◆ **Problem**
Pull every line containing "shown" out of the listing below.

-.-.-

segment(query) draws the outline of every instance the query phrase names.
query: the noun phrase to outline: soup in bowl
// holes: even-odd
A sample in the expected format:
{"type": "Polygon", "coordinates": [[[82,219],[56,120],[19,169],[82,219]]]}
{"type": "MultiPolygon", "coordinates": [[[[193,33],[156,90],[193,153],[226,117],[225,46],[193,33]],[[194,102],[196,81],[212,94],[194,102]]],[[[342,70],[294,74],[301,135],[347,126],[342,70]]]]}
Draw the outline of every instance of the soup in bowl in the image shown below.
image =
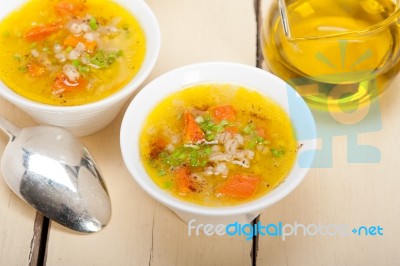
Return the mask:
{"type": "Polygon", "coordinates": [[[157,78],[121,127],[134,179],[186,222],[250,222],[301,182],[315,139],[311,112],[289,85],[233,63],[157,78]]]}
{"type": "Polygon", "coordinates": [[[161,101],[140,133],[140,157],[171,195],[204,206],[262,197],[289,173],[297,142],[289,116],[255,90],[200,83],[161,101]]]}
{"type": "Polygon", "coordinates": [[[144,1],[0,7],[0,94],[39,122],[78,135],[111,122],[158,56],[158,24],[144,1]]]}

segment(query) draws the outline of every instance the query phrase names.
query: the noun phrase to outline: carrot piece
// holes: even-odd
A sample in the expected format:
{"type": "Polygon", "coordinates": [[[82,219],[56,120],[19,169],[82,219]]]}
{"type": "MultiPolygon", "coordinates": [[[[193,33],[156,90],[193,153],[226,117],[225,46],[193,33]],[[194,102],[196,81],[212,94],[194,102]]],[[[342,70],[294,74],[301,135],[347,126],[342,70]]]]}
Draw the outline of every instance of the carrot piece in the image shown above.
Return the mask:
{"type": "Polygon", "coordinates": [[[75,36],[73,34],[70,34],[64,40],[65,46],[75,47],[78,43],[84,44],[86,47],[86,51],[88,51],[89,53],[93,53],[97,47],[96,42],[86,40],[83,36],[75,36]]]}
{"type": "Polygon", "coordinates": [[[197,142],[199,140],[204,139],[205,135],[203,130],[201,130],[200,126],[194,120],[192,114],[188,111],[184,112],[185,118],[185,137],[189,142],[197,142]]]}
{"type": "Polygon", "coordinates": [[[239,129],[236,126],[226,126],[225,132],[229,132],[231,134],[237,134],[239,132],[239,129]]]}
{"type": "Polygon", "coordinates": [[[150,143],[150,158],[156,159],[160,155],[160,153],[165,149],[165,147],[167,145],[168,145],[168,143],[164,138],[156,137],[150,143]]]}
{"type": "Polygon", "coordinates": [[[178,186],[178,192],[181,195],[185,195],[190,191],[195,191],[193,180],[190,178],[189,169],[187,167],[179,167],[175,170],[176,172],[176,184],[178,186]]]}
{"type": "Polygon", "coordinates": [[[266,130],[264,128],[258,127],[256,129],[257,135],[263,137],[264,139],[267,137],[266,130]]]}
{"type": "Polygon", "coordinates": [[[233,121],[236,118],[236,111],[232,105],[220,105],[212,109],[213,117],[220,122],[222,120],[233,121]]]}
{"type": "Polygon", "coordinates": [[[84,11],[85,5],[77,1],[63,0],[55,4],[54,9],[59,15],[77,15],[84,11]]]}
{"type": "Polygon", "coordinates": [[[65,46],[75,47],[78,43],[79,43],[78,38],[73,34],[68,35],[67,38],[65,38],[64,40],[65,46]]]}
{"type": "Polygon", "coordinates": [[[41,65],[38,65],[34,62],[28,63],[28,71],[32,77],[40,77],[46,72],[46,69],[41,65]]]}
{"type": "Polygon", "coordinates": [[[235,198],[249,198],[257,189],[260,177],[253,174],[234,174],[219,188],[217,193],[235,198]]]}
{"type": "Polygon", "coordinates": [[[62,28],[60,23],[50,23],[46,25],[35,26],[25,33],[25,39],[28,41],[41,41],[48,36],[56,33],[62,28]]]}
{"type": "Polygon", "coordinates": [[[80,77],[76,82],[71,82],[64,73],[59,73],[53,83],[53,93],[71,92],[76,90],[84,90],[87,81],[80,77]]]}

-.-.-

◆ **Exercise solution**
Draw the outline of every instance of the soup in bowl in the image shown below.
Draw the outline of every instance of the carrot piece in the image shown above.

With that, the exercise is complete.